» **TO BE DONE**
Please copy the lines below without any changes, starting with the line containing "Practice task. Find the reflection" and continuing through the last line.

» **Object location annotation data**

Begin

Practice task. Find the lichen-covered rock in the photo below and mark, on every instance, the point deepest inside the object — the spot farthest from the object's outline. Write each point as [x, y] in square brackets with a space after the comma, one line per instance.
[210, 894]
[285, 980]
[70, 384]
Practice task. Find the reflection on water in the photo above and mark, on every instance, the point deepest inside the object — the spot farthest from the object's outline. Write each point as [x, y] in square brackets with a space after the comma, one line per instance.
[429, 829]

End

» **OUTPUT OF THE EXERCISE**
Practice task. Find the reflection on water in the photo above and mark, on every instance, the point deepest inside the object — the spot farthest from the object's outline. Write each point as [x, y] in square brackets with a space after the comma, one line per instance.
[429, 829]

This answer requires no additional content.